Type out the lines below exactly, pictures excluded.

Recorded information =
┄┄┄┄┄┄

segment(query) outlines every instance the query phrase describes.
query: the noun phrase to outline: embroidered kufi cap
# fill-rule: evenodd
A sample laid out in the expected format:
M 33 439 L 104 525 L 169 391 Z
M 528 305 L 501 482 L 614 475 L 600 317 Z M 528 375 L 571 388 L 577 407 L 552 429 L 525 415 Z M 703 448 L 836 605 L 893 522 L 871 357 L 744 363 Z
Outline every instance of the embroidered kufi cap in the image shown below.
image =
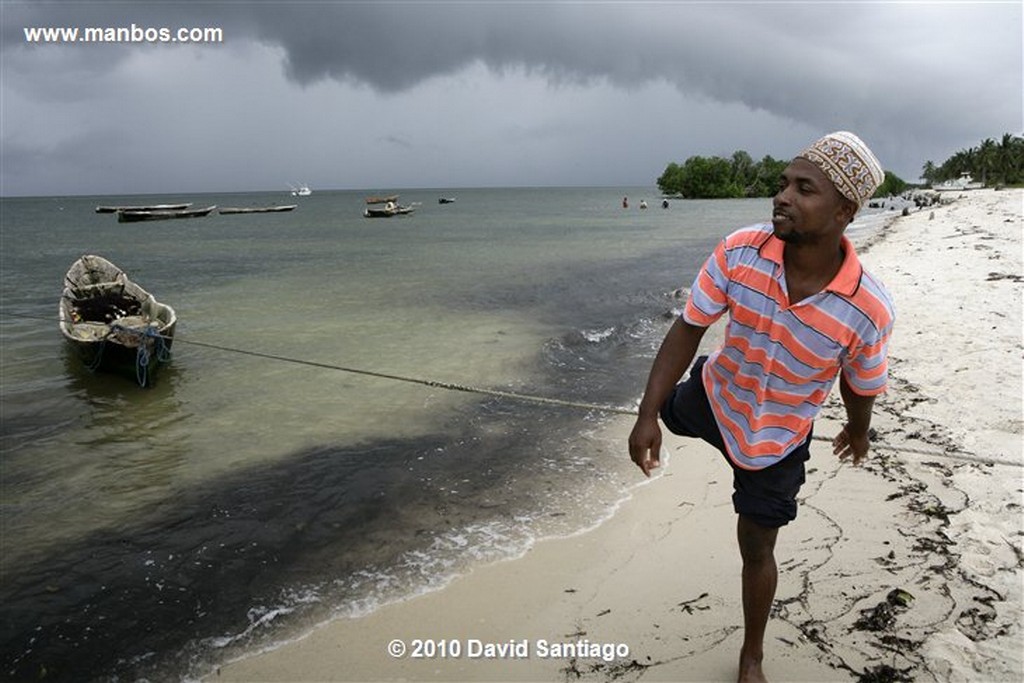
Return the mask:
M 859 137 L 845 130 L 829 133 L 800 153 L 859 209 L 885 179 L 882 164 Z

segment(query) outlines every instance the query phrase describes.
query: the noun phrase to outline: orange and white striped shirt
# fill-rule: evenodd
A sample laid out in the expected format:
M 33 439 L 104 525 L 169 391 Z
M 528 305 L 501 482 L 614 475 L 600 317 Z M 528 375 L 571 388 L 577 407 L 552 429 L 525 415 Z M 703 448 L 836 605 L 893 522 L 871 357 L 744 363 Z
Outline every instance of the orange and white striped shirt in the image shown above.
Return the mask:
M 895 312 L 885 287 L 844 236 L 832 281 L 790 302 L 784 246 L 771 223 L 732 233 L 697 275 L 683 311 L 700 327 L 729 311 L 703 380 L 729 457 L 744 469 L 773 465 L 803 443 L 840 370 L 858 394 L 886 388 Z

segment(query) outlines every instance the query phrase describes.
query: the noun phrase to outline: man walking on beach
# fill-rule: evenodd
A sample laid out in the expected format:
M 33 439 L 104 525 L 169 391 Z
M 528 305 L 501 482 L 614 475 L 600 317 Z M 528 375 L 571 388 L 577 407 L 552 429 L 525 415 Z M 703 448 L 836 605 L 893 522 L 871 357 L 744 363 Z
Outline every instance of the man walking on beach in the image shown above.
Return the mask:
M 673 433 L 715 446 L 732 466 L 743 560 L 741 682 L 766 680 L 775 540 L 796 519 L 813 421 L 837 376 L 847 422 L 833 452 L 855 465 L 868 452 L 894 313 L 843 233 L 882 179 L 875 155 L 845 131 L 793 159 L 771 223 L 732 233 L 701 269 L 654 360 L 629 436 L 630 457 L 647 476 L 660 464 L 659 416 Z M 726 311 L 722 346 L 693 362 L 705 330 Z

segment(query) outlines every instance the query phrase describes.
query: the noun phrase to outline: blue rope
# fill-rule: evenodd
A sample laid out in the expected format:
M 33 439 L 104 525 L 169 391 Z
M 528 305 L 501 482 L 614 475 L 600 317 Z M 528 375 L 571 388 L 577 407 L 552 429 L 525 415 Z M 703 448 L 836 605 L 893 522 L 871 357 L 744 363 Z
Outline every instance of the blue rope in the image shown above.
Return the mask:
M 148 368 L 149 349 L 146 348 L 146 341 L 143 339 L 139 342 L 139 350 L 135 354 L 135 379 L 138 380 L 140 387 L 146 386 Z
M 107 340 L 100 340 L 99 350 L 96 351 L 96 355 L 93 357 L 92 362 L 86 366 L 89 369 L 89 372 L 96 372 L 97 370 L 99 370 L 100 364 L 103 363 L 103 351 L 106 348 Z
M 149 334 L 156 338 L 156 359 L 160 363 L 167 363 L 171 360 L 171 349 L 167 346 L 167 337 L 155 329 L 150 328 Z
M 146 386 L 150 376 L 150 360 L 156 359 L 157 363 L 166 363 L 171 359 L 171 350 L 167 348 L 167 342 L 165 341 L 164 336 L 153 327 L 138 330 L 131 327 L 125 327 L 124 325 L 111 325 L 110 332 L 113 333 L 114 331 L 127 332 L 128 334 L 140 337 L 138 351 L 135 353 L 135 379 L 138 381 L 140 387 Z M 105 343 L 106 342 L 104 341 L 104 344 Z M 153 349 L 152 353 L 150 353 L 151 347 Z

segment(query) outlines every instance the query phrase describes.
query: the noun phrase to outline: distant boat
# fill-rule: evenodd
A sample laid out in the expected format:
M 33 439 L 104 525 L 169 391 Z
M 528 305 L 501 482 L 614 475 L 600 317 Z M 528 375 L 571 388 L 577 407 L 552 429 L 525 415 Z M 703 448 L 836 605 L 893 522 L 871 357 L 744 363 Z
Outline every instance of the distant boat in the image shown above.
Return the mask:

┄┄┄┄┄┄

Written answer =
segment(query) outlines every instance the query phrase describes.
query: the noun phrase to outline: embroidered kufi cap
# fill-rule: evenodd
A sample laid out in the expected format:
M 33 439 L 104 525 L 169 391 Z
M 528 305 L 501 482 L 614 475 L 600 317 Z M 528 375 L 571 388 L 577 407 L 552 429 L 525 415 Z M 703 448 L 836 605 L 893 522 L 871 357 L 744 363 Z
Outline every instance of the embroidered kufi cap in the image shown below.
image =
Return the mask:
M 859 137 L 845 130 L 829 133 L 800 153 L 859 209 L 885 179 L 882 164 Z

segment(query) outlines every instance the query phrase describes.
query: the noun phrase to outline: orange and white striped shirt
# fill-rule: evenodd
A sample laid out in the expected format:
M 33 439 L 104 525 L 169 391 Z
M 528 305 L 501 482 L 614 475 L 600 317 Z M 528 375 L 571 388 L 577 407 L 552 429 L 525 415 Z M 703 448 L 836 605 L 893 522 L 871 357 L 744 363 Z
Outline every instance of the orange and white striped shirt in the image shown above.
Return the mask:
M 895 312 L 885 287 L 844 236 L 832 281 L 790 302 L 784 246 L 771 223 L 732 233 L 697 275 L 683 311 L 700 327 L 729 311 L 703 380 L 729 457 L 744 469 L 773 465 L 803 443 L 840 370 L 858 394 L 886 388 Z

segment(query) outlines every instance the query phrase describes.
query: the noun phrase to outline: man walking on beach
# fill-rule: evenodd
A sample laid out in the expected format:
M 33 439 L 104 525 L 169 391 Z
M 528 305 L 501 482 L 614 475 L 600 317 Z M 528 375 L 571 388 L 577 407 L 552 429 L 525 415 Z M 703 448 L 836 605 L 893 522 L 871 357 L 744 363 Z
Outline every instance of the man walking on beach in the image shown above.
Return the mask:
M 673 433 L 715 446 L 732 466 L 743 560 L 741 682 L 766 680 L 775 540 L 796 519 L 813 421 L 837 376 L 847 422 L 833 452 L 855 465 L 868 452 L 894 313 L 843 233 L 882 179 L 875 155 L 845 131 L 793 159 L 771 223 L 732 233 L 701 269 L 654 360 L 629 436 L 630 457 L 647 476 L 660 464 L 659 416 Z M 726 311 L 722 346 L 693 362 L 705 330 Z

segment(query) outlines every instance the query phrase describes.
query: the noun phrase to outline: blue rope
# fill-rule: evenodd
A sample laid out in the expected format:
M 33 439 L 104 525 L 169 391 Z
M 528 305 L 501 482 L 614 475 L 600 317 Z M 528 375 L 571 388 L 577 407 L 552 429 L 525 415 Z M 703 448 L 836 605 L 893 522 L 871 357 L 744 363 Z
Outline every instance of the blue rope in the image shown above.
Return the mask:
M 148 368 L 149 349 L 146 348 L 146 341 L 143 339 L 139 342 L 139 350 L 135 354 L 135 379 L 138 380 L 140 387 L 146 386 Z
M 107 340 L 100 340 L 99 350 L 96 351 L 96 355 L 93 357 L 92 362 L 86 366 L 89 369 L 89 372 L 96 372 L 97 370 L 99 370 L 100 364 L 103 363 L 103 351 L 106 348 Z
M 149 334 L 156 338 L 156 359 L 160 363 L 167 363 L 171 360 L 171 349 L 167 346 L 167 337 L 155 329 L 150 328 Z
M 146 386 L 150 376 L 150 360 L 156 359 L 157 363 L 166 363 L 171 359 L 171 350 L 167 348 L 167 342 L 165 341 L 164 336 L 153 327 L 138 330 L 131 327 L 125 327 L 124 325 L 111 325 L 110 332 L 113 333 L 114 331 L 127 332 L 128 334 L 140 337 L 138 351 L 135 353 L 135 379 L 138 381 L 140 387 Z M 105 343 L 106 342 L 104 341 L 104 344 Z M 153 349 L 152 353 L 150 353 L 151 347 Z

segment(query) outlines every instance the query phrase describes.
query: the noun phrase to outline: distant boat
# fill-rule: evenodd
A sample laid out in the expected format:
M 33 439 L 104 525 L 169 391 Z
M 528 305 L 501 482 L 614 475 L 600 317 Z M 528 375 L 571 388 L 577 407 L 552 429 L 525 415 Z M 703 448 L 836 605 L 893 522 L 871 357 L 744 363 Z
Outline every instance of the distant boat in the image shown above.
Return the mask:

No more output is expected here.